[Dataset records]
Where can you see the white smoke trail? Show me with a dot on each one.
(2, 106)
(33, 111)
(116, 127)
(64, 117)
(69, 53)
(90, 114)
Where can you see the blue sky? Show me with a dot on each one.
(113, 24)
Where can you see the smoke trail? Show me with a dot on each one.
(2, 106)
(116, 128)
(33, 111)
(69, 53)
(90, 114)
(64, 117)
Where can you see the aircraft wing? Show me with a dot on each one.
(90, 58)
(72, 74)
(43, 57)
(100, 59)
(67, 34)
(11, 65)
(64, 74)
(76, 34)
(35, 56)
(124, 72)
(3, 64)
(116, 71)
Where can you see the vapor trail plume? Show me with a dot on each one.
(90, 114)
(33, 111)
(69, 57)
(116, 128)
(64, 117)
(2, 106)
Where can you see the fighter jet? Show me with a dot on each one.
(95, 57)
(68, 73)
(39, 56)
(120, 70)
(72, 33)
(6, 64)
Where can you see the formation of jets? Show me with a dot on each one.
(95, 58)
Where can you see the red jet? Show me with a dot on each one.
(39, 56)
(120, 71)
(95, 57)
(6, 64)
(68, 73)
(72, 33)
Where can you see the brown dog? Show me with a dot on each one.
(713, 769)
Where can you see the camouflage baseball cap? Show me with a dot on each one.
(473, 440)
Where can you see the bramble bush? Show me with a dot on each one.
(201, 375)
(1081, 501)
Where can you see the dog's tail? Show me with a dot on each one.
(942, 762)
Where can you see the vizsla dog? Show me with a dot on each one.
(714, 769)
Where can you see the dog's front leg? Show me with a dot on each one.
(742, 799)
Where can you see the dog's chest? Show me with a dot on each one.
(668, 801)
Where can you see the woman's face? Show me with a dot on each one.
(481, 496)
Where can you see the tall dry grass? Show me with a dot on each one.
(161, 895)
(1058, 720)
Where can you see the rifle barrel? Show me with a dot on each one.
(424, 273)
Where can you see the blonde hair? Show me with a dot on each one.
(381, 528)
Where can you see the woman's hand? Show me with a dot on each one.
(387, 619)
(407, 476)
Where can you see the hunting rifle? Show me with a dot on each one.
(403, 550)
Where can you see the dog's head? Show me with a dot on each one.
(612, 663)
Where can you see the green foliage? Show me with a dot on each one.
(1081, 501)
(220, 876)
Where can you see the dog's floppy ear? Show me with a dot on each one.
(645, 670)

PROBLEM DETAILS: Give a word-for-word restatement of every record.

TASK OUTPUT:
Where can you see the white smoke trail? Show me with a dot on each one.
(2, 106)
(33, 111)
(116, 127)
(64, 117)
(69, 53)
(90, 114)
Where can you see the blue sky? Show me with a dot on each one.
(113, 24)
Where can you see the smoke trail? Show me with a dot on each one.
(2, 106)
(116, 128)
(33, 111)
(69, 53)
(90, 114)
(64, 117)
Where can you see the aircraft wing? Show me with a dot on each one.
(90, 58)
(72, 74)
(43, 57)
(100, 59)
(67, 34)
(11, 65)
(64, 74)
(76, 34)
(35, 56)
(124, 72)
(3, 64)
(116, 71)
Where can you see the vapor trail plume? Show me with a dot on each one.
(90, 114)
(33, 111)
(69, 57)
(116, 128)
(64, 117)
(2, 106)
Where can you see the fighter jet? Show me with a dot on each one.
(95, 57)
(68, 73)
(39, 56)
(120, 70)
(72, 33)
(6, 64)
Where can you see the formation of jets? Show me with a dot on each one.
(95, 58)
Where can you see the red jet? Show me with a dot on each one.
(39, 56)
(120, 71)
(95, 57)
(6, 64)
(68, 73)
(72, 33)
Where can you see the brown dog? Show me with a dot on each one.
(713, 769)
Where can you see the camouflage baseball cap? Show me with a dot on each one.
(473, 440)
Where can you see the bramble bush? Show me with a dot on each one.
(201, 375)
(1081, 501)
Where can you see the dog's tail? Show me with a dot on each one.
(942, 762)
Where can you see the vizsla dog? Show me with a dot on each one.
(714, 769)
Where can you see the dog's front leg? Show me with a dot on each one.
(742, 799)
Where can you see the dog's chest? Show me with a dot on each one.
(668, 801)
Where can you see the woman's face? Show me with a dot on each one.
(481, 496)
Where can you see the tall dry grass? Show me with a dot on each one.
(161, 895)
(1058, 720)
Where can you see the rifle barrel? Show me with a dot on each one.
(424, 273)
Where can you see the blonde hair? Show me with a dot on each one.
(381, 528)
Where can you see the woman's hand? Show me with a dot on each one.
(387, 619)
(407, 476)
Where can you see the hunting rifle? Show me with a dot on each one.
(403, 550)
Where can you see the dog's head? Show me with a dot on each one.
(612, 663)
Where can you see the green foliage? Show me with a dot on each one.
(1081, 501)
(220, 876)
Where can you see the dog's floppy ear? Show me with a dot on each one.
(645, 670)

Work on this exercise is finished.